Problem to solve: Exactly as written, transcribe the lines that run from the one containing "Q: For each instance of the gloved fingers" to the end of the records below.

Input:

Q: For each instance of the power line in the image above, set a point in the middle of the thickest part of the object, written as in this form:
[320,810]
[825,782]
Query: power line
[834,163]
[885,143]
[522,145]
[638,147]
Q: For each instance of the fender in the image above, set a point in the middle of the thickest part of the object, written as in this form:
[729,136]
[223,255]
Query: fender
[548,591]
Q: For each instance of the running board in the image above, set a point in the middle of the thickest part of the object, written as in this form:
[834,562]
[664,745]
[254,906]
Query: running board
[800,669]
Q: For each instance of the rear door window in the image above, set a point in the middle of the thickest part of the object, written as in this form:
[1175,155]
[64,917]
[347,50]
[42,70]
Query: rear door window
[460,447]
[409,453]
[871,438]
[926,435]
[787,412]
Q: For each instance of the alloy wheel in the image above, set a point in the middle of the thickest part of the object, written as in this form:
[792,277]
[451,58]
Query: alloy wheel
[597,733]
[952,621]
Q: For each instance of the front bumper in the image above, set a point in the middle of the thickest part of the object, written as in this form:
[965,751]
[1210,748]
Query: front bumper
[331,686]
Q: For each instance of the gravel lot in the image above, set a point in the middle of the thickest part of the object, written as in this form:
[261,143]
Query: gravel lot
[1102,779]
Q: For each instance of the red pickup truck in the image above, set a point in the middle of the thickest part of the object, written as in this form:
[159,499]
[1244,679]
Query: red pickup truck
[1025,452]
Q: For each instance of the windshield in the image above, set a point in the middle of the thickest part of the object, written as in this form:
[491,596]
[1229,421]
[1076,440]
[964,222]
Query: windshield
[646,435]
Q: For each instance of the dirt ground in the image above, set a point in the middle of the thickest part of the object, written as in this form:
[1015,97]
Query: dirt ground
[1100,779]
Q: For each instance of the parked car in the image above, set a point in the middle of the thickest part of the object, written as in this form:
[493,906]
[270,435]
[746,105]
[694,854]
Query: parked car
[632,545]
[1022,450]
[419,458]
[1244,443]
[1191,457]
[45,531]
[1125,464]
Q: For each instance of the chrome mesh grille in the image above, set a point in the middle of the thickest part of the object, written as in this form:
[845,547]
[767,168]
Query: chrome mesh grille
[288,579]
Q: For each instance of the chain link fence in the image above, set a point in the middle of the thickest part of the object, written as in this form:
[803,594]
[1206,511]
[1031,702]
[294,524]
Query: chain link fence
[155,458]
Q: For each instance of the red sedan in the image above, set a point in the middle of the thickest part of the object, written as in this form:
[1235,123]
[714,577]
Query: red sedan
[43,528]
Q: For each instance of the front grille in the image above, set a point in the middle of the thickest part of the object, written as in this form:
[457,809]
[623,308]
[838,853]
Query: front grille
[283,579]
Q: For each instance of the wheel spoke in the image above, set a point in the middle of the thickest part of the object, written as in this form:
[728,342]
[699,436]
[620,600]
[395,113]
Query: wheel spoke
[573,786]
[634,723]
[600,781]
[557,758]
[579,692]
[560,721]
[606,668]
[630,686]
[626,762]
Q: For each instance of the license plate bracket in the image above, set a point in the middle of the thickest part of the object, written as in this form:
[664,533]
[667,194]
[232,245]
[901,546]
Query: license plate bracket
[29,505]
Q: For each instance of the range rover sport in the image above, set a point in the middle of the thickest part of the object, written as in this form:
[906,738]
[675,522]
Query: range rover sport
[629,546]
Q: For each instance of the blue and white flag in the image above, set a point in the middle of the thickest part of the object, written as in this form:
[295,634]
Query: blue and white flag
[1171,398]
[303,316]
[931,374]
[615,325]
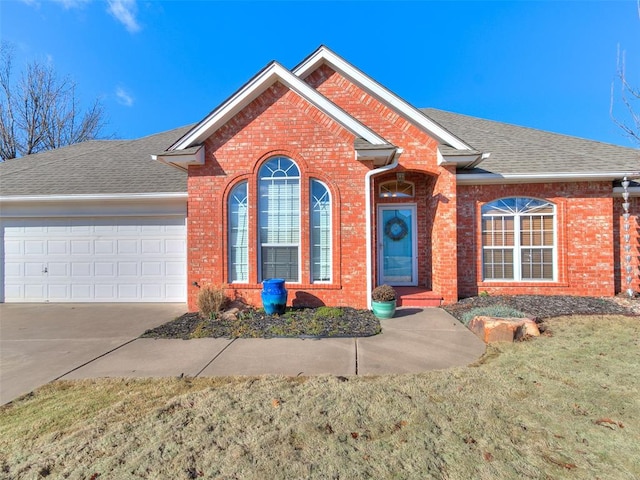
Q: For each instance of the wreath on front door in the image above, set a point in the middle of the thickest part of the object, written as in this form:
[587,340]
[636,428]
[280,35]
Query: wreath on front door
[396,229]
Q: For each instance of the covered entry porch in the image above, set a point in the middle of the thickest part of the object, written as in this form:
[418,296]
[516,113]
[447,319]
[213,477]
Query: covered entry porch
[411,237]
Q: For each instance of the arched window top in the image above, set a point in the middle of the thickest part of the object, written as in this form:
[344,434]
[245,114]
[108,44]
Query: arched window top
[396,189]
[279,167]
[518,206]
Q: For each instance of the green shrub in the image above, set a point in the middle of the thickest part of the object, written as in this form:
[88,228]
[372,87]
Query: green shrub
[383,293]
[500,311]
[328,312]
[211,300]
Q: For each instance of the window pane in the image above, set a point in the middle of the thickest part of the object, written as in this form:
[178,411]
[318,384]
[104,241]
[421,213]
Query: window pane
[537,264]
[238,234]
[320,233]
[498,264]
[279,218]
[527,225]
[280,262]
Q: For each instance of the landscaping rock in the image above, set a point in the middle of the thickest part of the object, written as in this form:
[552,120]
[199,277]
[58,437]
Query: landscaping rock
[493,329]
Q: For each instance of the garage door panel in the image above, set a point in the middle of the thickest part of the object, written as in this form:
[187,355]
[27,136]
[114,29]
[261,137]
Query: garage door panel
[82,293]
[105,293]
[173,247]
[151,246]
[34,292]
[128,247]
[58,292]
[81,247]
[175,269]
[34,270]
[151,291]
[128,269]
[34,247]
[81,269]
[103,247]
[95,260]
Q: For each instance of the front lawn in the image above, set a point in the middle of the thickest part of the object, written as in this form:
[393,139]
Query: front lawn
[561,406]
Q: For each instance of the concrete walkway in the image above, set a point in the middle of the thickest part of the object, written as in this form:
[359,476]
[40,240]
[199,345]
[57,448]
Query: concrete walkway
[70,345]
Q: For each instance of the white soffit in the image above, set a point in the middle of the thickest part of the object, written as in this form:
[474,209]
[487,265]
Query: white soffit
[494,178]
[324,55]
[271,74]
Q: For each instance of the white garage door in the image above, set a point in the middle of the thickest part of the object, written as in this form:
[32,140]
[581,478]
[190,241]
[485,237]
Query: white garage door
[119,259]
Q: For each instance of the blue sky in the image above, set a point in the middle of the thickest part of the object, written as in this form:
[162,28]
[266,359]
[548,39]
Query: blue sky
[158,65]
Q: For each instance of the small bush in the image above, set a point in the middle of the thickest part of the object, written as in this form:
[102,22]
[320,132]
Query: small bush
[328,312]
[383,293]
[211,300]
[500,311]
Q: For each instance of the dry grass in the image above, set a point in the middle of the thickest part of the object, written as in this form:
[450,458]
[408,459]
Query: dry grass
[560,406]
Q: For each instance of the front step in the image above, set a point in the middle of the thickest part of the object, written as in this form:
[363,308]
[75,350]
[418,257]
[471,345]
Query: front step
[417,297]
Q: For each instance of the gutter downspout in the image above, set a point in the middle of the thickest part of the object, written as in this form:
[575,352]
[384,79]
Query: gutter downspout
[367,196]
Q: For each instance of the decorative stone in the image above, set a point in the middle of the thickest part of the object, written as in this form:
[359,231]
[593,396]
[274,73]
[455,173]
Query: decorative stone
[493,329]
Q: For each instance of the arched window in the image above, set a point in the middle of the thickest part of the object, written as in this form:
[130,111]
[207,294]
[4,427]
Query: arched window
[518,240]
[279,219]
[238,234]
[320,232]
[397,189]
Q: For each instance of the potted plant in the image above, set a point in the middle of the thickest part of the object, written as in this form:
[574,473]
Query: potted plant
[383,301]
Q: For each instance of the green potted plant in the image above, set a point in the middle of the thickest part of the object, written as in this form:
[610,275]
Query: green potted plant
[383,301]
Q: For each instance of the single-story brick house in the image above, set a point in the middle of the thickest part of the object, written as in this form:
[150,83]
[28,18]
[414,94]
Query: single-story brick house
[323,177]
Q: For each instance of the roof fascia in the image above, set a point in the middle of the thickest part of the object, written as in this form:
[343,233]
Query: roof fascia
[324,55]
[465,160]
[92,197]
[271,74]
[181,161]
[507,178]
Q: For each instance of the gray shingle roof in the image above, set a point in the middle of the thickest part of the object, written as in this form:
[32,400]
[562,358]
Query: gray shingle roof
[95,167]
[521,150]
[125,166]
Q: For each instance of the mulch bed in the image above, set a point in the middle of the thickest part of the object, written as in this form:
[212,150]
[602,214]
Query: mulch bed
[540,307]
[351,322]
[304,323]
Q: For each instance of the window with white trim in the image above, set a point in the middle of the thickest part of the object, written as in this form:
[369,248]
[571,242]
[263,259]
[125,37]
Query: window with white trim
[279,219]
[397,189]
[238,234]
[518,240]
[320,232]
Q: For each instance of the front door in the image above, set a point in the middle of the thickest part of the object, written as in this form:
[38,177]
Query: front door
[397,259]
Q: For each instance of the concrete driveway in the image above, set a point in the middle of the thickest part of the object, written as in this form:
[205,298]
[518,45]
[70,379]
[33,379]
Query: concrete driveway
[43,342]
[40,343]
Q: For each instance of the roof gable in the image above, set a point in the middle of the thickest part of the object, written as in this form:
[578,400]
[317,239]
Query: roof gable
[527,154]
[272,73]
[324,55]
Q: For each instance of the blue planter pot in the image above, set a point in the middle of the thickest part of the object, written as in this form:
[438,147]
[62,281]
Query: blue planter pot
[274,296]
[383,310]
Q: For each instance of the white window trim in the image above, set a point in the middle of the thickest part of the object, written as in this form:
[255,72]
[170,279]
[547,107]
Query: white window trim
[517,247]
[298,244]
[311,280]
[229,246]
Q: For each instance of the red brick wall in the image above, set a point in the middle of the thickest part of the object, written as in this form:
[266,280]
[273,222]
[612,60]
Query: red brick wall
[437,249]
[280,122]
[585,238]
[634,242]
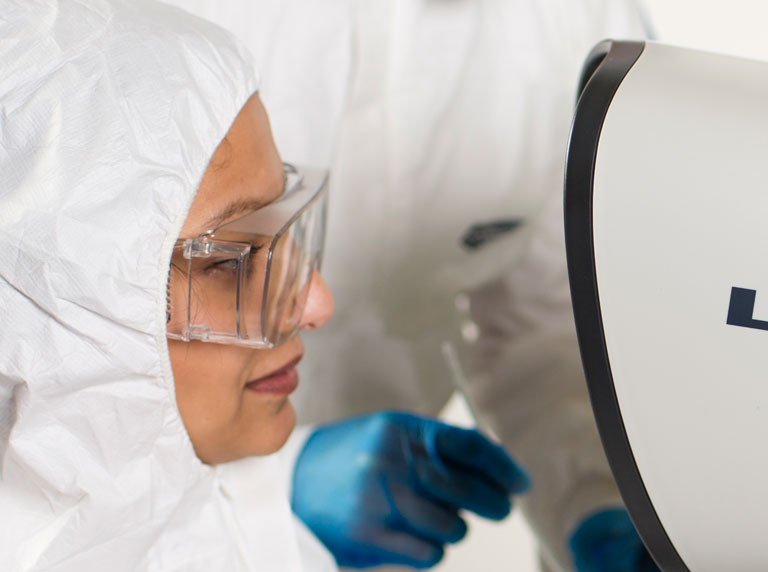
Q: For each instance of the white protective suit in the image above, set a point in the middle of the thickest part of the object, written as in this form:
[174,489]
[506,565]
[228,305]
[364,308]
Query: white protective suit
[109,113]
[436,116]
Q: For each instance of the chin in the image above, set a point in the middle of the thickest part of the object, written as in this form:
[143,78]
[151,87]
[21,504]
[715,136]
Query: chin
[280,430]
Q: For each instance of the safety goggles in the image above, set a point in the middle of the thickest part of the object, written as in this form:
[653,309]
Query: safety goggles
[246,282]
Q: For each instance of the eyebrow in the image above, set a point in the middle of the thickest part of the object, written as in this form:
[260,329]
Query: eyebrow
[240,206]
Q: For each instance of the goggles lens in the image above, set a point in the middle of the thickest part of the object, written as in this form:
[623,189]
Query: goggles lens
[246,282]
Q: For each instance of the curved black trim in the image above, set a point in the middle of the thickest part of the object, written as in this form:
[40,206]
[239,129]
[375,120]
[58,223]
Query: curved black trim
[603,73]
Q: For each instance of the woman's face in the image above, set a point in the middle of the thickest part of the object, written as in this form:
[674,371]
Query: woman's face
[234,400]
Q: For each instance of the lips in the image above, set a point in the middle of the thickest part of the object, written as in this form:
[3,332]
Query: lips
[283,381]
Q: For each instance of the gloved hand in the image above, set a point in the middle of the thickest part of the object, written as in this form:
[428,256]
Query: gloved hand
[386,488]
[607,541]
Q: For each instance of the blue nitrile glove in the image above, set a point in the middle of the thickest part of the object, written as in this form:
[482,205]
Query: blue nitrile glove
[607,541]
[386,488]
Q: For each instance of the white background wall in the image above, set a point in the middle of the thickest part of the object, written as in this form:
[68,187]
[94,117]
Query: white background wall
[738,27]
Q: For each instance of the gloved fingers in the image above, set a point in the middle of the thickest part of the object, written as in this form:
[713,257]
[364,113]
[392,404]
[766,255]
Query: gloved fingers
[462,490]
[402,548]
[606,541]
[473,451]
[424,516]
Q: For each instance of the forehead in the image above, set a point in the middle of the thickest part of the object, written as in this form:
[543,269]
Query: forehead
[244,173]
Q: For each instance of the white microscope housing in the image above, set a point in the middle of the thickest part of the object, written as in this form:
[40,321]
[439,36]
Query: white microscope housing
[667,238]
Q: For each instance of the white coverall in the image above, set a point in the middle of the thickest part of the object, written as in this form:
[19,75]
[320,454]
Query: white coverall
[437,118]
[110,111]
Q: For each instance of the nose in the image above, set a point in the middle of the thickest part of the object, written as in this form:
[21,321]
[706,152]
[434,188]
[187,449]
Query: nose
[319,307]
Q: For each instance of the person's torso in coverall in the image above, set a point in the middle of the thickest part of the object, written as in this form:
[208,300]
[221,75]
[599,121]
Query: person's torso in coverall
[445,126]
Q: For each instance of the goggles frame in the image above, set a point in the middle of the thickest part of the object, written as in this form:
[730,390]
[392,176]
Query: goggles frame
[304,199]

Solution to the exercise:
Q: For each instance of the gloved fingers in the image above, set a point in the middle of the thickest part of the object, written as in this form:
[713,257]
[364,113]
[392,404]
[766,255]
Query: gloved fingers
[462,490]
[402,548]
[606,541]
[473,451]
[424,516]
Q: For each instance of the forehead in the image above, set a point in the middle of the thickest part of the object, written as in this form:
[543,269]
Query: forehead
[244,173]
Q: For each instance of the white microscope housing in the image above, set a point in the middle of the thickest part of the object, written as in this form:
[40,321]
[439,36]
Query: white microscope housing
[667,238]
Q: For each instance of the white coverall in the image above, set a point in the middle of the thickest part of the object, written as in this form:
[19,75]
[320,454]
Query: white coverall
[437,118]
[110,111]
Q: For each instance of the nose in the image above, set a point in the middle of the thickest part of the object, written as in this form:
[21,321]
[706,152]
[434,188]
[187,449]
Query: nose
[319,307]
Q: For each instance of the person's torso in coverall in the image above, set a point in the middle of the thickest part of the object, written as in this form:
[208,300]
[221,75]
[599,121]
Query: person's torso in coverall
[445,126]
Q: For each instance of the goggles frame in the image above, set a point in the middle of the thickest part of the object, written as in this form:
[730,390]
[392,176]
Query: goggles frame
[304,199]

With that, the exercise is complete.